* **Work to complete**:
The required output is the lines below from the line containing "Query: boat wheelhouse" to the line containing "The component shall point out each instance of the twilight", inclusive, retyped exactly. No other lines belong in it.

* **Source material**:

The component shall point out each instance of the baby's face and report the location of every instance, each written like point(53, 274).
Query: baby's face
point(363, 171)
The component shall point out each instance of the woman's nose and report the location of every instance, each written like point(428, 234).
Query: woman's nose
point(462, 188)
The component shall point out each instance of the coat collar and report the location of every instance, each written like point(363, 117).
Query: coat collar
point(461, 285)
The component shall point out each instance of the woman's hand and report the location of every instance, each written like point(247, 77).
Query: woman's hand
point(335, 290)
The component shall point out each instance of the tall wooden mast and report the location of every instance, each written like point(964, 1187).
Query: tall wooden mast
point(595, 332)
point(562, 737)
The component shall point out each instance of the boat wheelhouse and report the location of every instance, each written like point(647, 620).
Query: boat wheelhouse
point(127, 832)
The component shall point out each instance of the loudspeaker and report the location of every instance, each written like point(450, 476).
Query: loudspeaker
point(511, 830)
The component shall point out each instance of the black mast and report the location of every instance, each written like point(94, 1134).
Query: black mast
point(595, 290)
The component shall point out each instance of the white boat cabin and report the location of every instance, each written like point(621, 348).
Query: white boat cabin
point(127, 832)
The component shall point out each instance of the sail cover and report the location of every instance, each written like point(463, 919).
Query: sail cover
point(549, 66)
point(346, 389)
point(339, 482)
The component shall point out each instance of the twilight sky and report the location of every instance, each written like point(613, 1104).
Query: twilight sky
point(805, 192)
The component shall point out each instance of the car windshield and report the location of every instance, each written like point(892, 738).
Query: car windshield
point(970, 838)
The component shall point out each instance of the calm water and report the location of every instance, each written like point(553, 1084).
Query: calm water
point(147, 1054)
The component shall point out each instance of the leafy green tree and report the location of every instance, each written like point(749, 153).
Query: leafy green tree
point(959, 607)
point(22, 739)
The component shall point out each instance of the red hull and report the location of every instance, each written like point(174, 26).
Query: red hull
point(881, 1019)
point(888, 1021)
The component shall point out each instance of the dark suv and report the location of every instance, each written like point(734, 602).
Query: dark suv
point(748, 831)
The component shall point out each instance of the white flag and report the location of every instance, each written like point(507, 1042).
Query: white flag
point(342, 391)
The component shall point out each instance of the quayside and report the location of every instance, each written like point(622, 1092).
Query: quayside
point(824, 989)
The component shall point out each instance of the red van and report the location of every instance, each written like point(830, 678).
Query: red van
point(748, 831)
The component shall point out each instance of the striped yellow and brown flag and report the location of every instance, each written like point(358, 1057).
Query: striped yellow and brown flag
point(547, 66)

==

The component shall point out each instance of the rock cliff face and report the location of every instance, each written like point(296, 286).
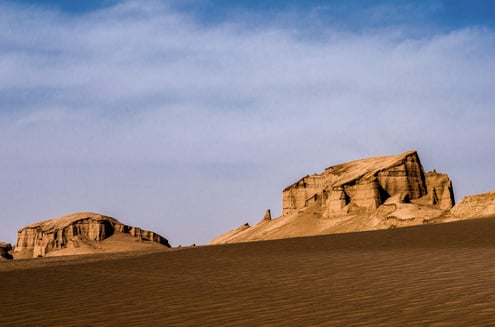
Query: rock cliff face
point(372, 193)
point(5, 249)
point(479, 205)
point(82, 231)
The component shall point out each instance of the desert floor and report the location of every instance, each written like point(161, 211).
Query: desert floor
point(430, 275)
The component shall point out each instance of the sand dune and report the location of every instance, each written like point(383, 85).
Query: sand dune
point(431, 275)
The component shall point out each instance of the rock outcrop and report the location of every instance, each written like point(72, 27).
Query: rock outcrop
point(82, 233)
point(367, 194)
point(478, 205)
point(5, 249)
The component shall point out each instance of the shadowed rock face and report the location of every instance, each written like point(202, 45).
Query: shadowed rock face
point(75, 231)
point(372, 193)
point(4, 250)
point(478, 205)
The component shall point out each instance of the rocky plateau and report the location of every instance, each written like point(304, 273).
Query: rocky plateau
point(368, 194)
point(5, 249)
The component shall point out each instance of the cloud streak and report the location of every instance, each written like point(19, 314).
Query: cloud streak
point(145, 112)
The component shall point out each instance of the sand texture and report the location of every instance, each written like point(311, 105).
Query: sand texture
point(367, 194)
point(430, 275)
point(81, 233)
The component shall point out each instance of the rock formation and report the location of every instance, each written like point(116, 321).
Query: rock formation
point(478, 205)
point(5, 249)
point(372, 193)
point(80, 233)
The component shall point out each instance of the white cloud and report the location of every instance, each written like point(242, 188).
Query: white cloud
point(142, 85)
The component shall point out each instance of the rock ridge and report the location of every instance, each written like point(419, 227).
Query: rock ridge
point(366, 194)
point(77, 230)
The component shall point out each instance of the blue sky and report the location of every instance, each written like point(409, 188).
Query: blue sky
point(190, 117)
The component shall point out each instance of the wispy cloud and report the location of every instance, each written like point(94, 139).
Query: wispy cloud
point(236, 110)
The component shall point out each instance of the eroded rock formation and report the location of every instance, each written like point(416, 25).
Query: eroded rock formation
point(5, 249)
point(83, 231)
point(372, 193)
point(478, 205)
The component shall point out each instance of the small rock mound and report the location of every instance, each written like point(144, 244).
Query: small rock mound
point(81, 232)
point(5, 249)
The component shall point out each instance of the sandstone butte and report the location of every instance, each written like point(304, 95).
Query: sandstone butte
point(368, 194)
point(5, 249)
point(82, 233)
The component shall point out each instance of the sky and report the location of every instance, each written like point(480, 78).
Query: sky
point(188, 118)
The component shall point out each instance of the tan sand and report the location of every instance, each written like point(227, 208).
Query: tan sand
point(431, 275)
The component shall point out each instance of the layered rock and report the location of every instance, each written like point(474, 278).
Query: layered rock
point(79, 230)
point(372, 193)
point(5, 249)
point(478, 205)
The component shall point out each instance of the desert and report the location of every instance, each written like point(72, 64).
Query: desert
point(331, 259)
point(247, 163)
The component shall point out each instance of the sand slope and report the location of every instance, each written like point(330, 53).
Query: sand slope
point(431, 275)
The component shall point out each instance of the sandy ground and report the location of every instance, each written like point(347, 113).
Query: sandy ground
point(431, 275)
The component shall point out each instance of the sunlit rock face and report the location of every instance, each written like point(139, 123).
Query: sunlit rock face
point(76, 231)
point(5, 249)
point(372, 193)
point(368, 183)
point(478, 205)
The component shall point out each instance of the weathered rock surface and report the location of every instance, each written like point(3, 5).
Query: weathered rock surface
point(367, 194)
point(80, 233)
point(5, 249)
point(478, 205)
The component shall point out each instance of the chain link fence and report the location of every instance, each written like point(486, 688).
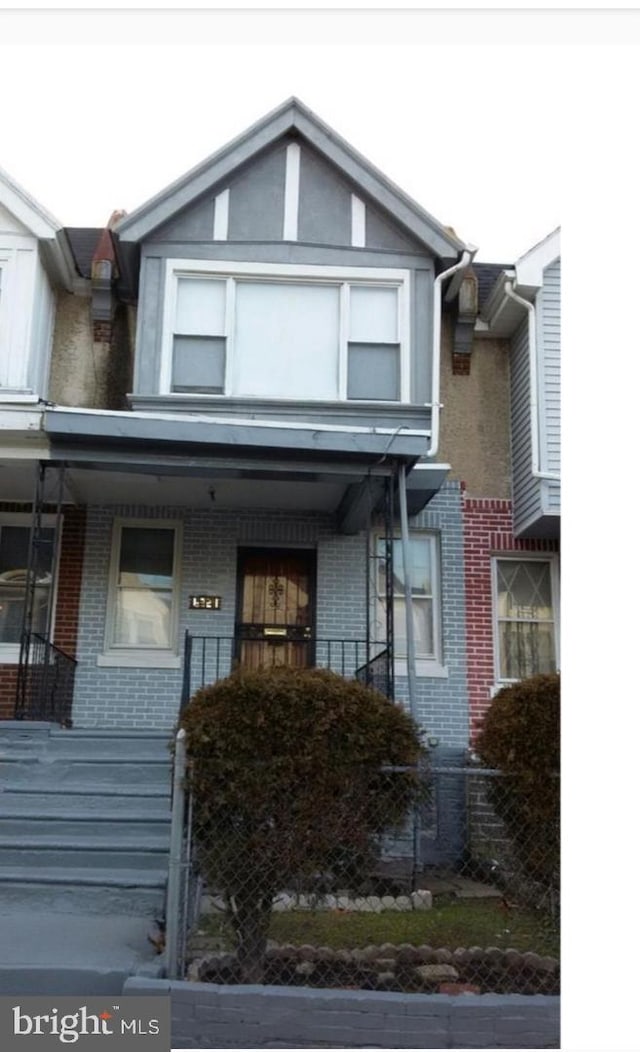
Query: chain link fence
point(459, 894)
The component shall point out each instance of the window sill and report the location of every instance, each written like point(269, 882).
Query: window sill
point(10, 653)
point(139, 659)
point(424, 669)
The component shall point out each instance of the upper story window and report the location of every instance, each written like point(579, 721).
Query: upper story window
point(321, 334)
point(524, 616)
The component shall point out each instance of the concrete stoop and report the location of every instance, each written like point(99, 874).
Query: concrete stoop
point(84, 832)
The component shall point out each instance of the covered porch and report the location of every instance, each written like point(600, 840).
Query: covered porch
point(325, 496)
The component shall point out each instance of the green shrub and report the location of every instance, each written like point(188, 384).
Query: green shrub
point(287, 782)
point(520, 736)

* **Exercise answer**:
Query: boat wheelhouse
point(127, 832)
The component shall point out each instance of the loudspeaker and report the location of every instance, each written like point(450, 476).
Query: loudspeaker
point(511, 830)
The component shall point out each instance of the black mast and report the location of every instance, each written like point(94, 1134).
Query: black mast
point(595, 290)
The component shall point out each instance of the white boat cabin and report the location of every instance, each written like point(621, 348).
Query: white boat cabin
point(127, 832)
The component shall point out each instance of the sail cover and report the location of every instance, each written like point(463, 919).
Query: sail cover
point(549, 66)
point(346, 389)
point(339, 482)
The component shall point out each instance of the twilight sky and report the location of every instance, each written like point(613, 1104).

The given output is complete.